AIM OF THE TASK:
Copy out the passage of the hexagon-board thread starting at "It's kind of" and ending at "is not germane.".

Based entirely on intuition, I'd say #2 goes as follows;

For symmetric boards, or asymmetric boards where the smallest dimension is 1 or 2, the player that moves first always wins. Take the center and you're practically done.

For asymmetric boards whose smallest dimension is >2, the player trying to connect the longest edges (i.e., the ones separated by the smallest amount of hexagons) always wins.

For the second question:

- nxm, the player with the smallest line to do win.

- nxn, the first player win

#1:

The only way of creating a tie is to destroy the chain of the other player, which improves your own situation (you have to "cut" the left and right side of the fares hexagon, and this, obviously, reduces the "steps to go" to your aim). Therefore it is not possible to create a tie.

#2:

It's kind of obvious that you win the game on any nxn board if you start (to make this up there is an extra rule not mentioned here). On any nxm board the player with the shorter path has a better chance to win I guess... have to prove it in silence tonight.

For n by n, win by playing symmetrically to the opponent. If n is odd the first player does this by taking the center cell (no symmetric matching cell); for even n, the second payer retains the symetry.

I don't know what I was thinking there. Since each side has different (possible) winning paths symmetry is not germane.

Hmmm... I've played this before (on a symmetric 15*15) and did not know that there was a winning strategy for the game. It seems a lot of people have been content with the following "proof":

The first player wins. QED

How about an actual proof?

I see one suggestion to play symmetrically. However, if you only copy someone's moves then then the copied player can easily force the copier to lose. For instance, if player one takes center and player two starts a bead along the top row then player one, playing symmetrically, cannot hope to win. Perhaps the answer is obvious but I've yet to see it for large boards. I will admit that there are very good local strategies for offense and defense:

Offense: Play in hexes which have two common neighbors - i.e. which have two corners connected by an edge.

Defense (as a counter): Play in hexes 3 spaces away in a given direction (across hex bodies, not edges). This way you are following the first rule for offense two turns in advance and thus preventing your opponent from using it.

As of yet I know no global solution, but I'd like to see it!

Ok... sorry for double posting... Can you reduce this to one reply? Last post, I promise.

For Robert. You want to know about the winning strategy? Game Strategy would use the alpha-beta method. see at http://en.wikipedia.org/wiki/Alpha-beta_pruning

Ok.... so basically you play a move in your mind, then you play as your opponent and respond to yourself, respond to your response. This way you get a sort of optimization to which moves you can win with... (It is essentially thinking ahead in chess.) Alternatively, you can backchain: start with a guaranteed win position for you. Then you find a position which would guarantee the guaranteed win. And continue until you reach the move. For example: reaching the center first is a win. Then find a way to reach the center before he does and continue

Sorry for the symmetry comment...

SUPPLIED RECORDS:
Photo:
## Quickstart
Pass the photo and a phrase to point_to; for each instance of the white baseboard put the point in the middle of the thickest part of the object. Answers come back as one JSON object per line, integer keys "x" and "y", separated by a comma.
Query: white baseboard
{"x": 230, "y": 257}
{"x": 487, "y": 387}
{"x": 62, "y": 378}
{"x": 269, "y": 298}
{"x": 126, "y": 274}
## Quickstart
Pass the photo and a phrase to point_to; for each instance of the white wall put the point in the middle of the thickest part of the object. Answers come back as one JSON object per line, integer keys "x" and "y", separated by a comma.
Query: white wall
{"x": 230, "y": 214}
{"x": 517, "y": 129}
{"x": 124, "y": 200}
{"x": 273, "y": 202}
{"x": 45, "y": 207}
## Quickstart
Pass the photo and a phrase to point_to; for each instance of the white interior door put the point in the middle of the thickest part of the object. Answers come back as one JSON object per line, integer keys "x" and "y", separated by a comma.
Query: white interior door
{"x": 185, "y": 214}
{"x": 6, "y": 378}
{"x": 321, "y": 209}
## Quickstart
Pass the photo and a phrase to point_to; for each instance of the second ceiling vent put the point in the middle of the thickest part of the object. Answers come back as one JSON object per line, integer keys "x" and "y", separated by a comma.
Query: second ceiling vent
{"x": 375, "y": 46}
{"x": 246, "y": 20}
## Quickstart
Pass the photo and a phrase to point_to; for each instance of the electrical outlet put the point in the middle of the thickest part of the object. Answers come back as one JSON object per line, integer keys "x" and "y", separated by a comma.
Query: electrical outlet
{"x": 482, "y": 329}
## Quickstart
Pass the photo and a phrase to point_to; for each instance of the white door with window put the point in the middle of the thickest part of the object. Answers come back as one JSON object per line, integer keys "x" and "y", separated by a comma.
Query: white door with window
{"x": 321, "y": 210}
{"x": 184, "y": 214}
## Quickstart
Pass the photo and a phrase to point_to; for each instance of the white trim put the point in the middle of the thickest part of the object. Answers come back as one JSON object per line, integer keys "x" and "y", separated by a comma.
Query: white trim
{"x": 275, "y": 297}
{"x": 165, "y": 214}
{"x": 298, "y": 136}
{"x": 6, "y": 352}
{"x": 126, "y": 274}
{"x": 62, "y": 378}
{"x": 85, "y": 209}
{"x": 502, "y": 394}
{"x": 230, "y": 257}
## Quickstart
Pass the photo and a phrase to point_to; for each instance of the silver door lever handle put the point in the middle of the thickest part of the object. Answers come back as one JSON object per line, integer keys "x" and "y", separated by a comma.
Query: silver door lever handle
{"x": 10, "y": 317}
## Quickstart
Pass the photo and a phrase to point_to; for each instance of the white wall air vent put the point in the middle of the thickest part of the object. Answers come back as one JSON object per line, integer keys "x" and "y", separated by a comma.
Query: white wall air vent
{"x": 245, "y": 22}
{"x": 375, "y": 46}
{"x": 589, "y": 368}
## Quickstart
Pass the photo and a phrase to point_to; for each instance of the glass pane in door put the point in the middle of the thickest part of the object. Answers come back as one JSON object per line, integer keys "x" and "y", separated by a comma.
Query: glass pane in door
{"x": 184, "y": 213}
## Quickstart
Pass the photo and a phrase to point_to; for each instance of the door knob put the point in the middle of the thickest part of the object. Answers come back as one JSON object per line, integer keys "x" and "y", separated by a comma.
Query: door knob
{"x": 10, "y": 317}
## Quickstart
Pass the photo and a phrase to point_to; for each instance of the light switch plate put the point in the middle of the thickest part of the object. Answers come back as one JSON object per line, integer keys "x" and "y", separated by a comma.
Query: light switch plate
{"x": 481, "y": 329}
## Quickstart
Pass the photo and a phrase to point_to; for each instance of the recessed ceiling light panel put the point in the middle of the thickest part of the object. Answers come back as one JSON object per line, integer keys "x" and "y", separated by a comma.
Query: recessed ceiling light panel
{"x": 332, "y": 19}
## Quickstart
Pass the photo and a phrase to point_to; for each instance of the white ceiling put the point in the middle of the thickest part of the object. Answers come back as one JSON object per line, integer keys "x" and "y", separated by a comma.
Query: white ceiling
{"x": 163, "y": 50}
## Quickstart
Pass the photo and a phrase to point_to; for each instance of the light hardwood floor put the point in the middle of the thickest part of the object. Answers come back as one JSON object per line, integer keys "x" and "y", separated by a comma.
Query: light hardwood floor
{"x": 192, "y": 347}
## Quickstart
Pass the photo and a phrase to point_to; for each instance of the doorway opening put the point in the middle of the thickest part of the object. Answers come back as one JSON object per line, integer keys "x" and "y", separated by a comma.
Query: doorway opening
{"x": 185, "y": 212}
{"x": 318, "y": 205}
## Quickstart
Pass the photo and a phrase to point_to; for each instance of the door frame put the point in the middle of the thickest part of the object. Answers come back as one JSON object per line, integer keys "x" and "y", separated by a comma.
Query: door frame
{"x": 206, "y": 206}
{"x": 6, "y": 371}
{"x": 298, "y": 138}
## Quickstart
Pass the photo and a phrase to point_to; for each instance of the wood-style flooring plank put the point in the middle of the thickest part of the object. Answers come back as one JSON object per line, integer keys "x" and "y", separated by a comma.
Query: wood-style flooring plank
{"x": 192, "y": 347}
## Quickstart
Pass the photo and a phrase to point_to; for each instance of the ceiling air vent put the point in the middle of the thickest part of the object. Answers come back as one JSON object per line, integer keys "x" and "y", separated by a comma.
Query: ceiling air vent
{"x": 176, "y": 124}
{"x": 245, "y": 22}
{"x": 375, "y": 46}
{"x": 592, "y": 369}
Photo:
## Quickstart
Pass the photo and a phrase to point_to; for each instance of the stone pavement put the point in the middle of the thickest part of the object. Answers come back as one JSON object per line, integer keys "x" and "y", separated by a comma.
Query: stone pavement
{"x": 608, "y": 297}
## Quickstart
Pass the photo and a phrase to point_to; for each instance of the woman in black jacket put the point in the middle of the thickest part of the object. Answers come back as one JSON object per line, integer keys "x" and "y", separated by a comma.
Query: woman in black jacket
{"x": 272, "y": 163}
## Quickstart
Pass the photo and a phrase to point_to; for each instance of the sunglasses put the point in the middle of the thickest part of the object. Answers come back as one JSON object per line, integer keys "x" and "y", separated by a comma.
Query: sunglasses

EXPECTED ANSWER:
It's kind of obvious that you win the game on any nxn board if you start (to make this up there is an extra rule not mentioned here). On any nxm board the player with the shorter path has a better chance to win I guess... have to prove it in silence tonight.

For n by n, win by playing symmetrically to the opponent. If n is odd the first player does this by taking the center cell (no symmetric matching cell); for even n, the second payer retains the symetry.

I don't know what I was thinking there. Since each side has different (possible) winning paths symmetry is not germane.